(Pointing entries for named objects)
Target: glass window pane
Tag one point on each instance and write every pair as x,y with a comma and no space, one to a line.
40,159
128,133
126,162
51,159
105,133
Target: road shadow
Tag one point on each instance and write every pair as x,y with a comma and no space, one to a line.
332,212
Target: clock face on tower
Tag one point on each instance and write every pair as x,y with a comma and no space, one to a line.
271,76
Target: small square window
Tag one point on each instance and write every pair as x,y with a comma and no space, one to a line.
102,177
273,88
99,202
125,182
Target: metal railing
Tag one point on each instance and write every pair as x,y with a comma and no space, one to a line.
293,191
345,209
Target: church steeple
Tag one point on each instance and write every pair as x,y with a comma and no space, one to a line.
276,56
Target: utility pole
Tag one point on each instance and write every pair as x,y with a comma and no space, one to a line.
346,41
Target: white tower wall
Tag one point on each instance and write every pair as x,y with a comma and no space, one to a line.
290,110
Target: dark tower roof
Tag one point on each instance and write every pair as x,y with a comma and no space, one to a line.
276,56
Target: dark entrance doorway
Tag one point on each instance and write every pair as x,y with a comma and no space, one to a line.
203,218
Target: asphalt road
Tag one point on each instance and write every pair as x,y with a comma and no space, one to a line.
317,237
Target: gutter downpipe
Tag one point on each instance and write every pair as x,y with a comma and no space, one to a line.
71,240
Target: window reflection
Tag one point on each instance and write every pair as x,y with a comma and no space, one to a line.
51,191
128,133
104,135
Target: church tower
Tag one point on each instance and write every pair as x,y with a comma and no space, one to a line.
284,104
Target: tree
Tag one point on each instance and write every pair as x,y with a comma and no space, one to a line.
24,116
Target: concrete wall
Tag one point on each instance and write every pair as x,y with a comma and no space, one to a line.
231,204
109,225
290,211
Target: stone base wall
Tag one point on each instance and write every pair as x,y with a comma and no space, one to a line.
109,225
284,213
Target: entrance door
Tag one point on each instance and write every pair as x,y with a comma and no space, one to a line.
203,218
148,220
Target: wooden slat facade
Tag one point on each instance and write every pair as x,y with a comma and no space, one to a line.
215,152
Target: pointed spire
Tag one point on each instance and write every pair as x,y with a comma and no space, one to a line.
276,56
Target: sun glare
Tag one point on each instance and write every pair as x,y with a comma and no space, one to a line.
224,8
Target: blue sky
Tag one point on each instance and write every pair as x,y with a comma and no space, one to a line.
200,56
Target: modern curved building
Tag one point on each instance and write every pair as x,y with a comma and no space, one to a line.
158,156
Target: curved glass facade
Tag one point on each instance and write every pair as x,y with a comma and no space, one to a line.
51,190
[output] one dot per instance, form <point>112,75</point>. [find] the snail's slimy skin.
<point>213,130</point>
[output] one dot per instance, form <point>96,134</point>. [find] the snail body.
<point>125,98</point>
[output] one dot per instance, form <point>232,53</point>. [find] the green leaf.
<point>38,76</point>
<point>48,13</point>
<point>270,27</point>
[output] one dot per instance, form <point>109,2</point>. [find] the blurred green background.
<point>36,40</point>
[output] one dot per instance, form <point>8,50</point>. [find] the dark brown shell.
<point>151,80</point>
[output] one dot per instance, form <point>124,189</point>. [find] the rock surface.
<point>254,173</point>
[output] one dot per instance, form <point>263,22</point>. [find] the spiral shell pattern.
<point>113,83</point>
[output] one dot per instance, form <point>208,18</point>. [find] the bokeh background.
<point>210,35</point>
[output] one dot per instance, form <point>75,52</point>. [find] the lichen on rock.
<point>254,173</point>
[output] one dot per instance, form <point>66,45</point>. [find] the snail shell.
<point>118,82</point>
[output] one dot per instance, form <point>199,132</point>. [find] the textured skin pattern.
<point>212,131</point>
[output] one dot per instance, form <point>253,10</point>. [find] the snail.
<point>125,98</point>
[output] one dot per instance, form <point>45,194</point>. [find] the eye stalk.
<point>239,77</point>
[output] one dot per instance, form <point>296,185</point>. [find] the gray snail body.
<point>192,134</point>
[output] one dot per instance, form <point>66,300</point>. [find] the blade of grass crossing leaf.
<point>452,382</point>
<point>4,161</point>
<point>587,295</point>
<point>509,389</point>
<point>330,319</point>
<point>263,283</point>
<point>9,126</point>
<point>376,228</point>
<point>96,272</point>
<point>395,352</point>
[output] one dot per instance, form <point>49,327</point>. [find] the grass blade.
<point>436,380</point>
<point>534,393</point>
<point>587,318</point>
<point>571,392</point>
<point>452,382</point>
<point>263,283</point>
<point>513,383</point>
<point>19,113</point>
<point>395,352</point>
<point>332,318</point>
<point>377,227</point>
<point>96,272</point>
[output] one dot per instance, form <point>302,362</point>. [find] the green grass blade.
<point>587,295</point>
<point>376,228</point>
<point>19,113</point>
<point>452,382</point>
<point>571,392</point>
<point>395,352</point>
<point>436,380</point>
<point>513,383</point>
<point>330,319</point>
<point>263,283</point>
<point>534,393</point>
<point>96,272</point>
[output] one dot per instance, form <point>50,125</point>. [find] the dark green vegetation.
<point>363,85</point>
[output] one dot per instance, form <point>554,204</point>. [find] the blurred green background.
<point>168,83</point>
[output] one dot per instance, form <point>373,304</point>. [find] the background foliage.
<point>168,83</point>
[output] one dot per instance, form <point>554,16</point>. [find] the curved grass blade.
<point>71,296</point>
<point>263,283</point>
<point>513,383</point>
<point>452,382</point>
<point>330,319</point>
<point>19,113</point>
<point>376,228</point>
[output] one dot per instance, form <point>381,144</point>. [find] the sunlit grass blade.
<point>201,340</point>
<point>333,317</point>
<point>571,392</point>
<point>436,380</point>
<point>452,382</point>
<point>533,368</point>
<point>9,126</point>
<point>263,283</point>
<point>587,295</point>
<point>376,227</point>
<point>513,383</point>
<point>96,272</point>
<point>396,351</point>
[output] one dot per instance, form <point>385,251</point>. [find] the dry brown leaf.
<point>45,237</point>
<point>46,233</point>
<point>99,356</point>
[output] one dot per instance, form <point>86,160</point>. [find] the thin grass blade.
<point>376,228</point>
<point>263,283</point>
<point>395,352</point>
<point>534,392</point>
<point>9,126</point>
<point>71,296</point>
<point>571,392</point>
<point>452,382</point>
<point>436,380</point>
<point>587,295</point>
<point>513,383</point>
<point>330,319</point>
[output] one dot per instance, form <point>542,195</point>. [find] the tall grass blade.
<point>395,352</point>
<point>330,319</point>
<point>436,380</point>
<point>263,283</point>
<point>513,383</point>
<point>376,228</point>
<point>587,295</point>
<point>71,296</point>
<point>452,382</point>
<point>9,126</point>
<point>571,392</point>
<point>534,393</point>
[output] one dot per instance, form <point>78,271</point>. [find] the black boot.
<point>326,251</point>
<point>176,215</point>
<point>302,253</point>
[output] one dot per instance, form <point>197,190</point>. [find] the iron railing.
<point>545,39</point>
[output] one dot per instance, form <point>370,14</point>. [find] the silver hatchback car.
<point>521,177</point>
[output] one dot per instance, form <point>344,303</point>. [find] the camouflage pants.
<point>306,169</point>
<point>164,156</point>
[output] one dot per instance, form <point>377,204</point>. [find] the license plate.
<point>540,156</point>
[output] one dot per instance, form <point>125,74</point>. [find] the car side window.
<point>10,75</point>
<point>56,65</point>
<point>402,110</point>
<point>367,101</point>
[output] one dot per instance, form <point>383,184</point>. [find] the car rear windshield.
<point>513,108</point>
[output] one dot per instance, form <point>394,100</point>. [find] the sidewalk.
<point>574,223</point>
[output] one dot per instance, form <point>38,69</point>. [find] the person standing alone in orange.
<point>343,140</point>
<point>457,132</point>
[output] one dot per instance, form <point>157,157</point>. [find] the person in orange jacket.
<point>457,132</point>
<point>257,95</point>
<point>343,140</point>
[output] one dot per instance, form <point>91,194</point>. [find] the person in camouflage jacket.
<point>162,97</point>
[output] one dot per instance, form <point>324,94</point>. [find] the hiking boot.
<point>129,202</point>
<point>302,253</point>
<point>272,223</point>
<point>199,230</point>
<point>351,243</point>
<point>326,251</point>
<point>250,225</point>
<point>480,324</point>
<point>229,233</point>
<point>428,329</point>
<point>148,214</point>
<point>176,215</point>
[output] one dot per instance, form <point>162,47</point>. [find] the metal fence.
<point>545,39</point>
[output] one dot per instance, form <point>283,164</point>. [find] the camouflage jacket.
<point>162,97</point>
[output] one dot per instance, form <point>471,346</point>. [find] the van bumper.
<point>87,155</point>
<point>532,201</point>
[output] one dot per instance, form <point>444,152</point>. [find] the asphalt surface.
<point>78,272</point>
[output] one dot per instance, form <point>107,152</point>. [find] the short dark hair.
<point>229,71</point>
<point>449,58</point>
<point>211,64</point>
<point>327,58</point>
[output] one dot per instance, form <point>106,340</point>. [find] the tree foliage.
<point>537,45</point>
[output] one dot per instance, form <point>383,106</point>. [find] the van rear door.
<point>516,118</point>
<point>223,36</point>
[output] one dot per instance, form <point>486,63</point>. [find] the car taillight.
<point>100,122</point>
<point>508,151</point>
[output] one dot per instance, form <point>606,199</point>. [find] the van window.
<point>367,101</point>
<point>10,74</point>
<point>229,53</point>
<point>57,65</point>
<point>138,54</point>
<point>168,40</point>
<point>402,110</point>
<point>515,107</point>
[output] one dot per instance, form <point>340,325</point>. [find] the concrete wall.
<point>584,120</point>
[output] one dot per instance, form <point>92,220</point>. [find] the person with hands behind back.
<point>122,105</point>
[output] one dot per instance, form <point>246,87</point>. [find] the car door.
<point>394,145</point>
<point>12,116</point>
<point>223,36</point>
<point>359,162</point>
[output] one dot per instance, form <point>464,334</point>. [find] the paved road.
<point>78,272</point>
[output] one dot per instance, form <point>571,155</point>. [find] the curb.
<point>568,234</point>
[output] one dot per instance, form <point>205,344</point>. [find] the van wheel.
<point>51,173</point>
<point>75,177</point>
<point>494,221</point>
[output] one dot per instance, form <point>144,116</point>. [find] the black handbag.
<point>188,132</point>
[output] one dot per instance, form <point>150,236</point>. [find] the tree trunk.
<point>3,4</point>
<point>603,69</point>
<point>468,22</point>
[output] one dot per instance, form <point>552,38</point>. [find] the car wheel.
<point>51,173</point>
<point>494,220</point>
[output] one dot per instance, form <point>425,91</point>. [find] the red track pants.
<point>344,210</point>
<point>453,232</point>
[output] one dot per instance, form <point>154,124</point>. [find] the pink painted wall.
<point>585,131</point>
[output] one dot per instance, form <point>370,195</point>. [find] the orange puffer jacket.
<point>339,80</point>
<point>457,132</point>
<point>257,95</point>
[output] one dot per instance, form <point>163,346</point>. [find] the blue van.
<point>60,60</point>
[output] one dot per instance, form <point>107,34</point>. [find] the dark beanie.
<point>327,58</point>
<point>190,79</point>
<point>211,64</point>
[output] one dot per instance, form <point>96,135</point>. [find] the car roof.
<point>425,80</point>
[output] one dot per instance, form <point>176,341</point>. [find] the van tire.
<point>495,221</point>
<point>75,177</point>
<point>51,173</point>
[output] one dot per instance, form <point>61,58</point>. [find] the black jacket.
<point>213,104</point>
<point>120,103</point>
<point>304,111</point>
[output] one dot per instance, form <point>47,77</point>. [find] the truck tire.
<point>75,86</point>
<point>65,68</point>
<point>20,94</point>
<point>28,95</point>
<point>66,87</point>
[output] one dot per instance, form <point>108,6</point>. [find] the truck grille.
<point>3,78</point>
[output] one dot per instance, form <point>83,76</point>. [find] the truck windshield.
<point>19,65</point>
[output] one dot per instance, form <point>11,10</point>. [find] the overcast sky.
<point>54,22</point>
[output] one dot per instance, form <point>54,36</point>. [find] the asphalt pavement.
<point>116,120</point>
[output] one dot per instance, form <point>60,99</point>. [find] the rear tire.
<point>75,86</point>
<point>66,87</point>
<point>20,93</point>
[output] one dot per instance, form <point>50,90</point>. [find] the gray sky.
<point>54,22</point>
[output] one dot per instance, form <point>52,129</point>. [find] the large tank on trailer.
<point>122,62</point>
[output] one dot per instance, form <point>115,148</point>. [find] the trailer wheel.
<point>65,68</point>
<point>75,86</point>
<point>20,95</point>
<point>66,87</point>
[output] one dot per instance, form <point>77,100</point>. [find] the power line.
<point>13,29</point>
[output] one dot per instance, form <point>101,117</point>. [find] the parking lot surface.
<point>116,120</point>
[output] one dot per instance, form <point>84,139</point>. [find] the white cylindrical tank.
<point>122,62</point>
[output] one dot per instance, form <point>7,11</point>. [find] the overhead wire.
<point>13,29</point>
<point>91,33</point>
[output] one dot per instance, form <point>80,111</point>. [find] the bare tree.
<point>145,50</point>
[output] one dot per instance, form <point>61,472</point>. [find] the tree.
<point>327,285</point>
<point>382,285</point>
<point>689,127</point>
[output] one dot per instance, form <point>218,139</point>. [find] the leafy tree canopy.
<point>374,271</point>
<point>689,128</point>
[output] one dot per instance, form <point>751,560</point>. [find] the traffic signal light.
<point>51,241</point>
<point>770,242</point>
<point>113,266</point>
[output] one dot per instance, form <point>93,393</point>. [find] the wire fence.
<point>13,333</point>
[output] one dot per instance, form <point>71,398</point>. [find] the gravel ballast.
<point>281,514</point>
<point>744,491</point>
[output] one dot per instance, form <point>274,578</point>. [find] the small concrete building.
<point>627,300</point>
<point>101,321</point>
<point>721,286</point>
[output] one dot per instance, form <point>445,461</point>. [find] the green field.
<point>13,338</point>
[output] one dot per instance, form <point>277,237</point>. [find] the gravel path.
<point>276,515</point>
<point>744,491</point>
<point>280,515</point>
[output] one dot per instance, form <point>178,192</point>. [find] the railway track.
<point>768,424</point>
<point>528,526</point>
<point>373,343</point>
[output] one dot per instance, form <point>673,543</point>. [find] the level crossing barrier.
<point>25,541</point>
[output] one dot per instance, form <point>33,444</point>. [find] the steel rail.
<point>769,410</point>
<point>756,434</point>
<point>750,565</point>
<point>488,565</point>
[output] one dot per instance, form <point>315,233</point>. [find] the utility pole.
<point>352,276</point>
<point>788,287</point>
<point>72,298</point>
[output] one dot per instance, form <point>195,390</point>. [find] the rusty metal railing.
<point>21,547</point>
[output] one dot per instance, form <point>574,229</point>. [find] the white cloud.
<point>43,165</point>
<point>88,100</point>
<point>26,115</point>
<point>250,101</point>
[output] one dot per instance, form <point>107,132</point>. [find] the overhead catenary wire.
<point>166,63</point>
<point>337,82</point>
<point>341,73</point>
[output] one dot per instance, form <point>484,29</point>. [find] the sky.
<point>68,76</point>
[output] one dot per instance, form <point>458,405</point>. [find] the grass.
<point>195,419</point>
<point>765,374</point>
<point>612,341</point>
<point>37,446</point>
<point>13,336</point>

**What is asked**
Express everything from the line containing "[output] one dot per instance, form <point>163,346</point>." down to the line containing "<point>20,93</point>", both included, as a JSON list of strings with one string per line. Leave out any blank lines.

**Result of the exercise**
[
  "[output] one dot per instance, form <point>163,346</point>. [find] the blue van.",
  "<point>60,60</point>",
  "[output] one dot per instance, form <point>107,34</point>. [find] the dark beanie.",
  "<point>327,58</point>",
  "<point>190,79</point>",
  "<point>211,64</point>",
  "[output] one dot per instance, form <point>96,135</point>. [find] the car roof.",
  "<point>425,80</point>",
  "[output] one dot per instance, form <point>176,341</point>. [find] the van tire.",
  "<point>495,221</point>",
  "<point>75,177</point>",
  "<point>51,173</point>",
  "[output] one dot per instance, form <point>61,58</point>. [find] the black jacket.",
  "<point>213,104</point>",
  "<point>120,103</point>",
  "<point>304,111</point>",
  "[output] one dot per instance, form <point>47,77</point>. [find] the truck tire.",
  "<point>75,86</point>",
  "<point>65,68</point>",
  "<point>20,94</point>",
  "<point>28,95</point>",
  "<point>66,87</point>",
  "[output] one dot per instance, form <point>108,6</point>. [find] the truck grille.",
  "<point>3,78</point>",
  "[output] one dot per instance, form <point>83,76</point>. [find] the truck windshield.",
  "<point>19,65</point>",
  "[output] one dot per instance, form <point>11,10</point>. [find] the overcast sky.",
  "<point>54,22</point>",
  "[output] one dot per instance, form <point>54,36</point>. [find] the asphalt pavement.",
  "<point>116,120</point>",
  "[output] one dot per instance, form <point>60,99</point>. [find] the rear tire.",
  "<point>75,86</point>",
  "<point>66,87</point>",
  "<point>20,93</point>"
]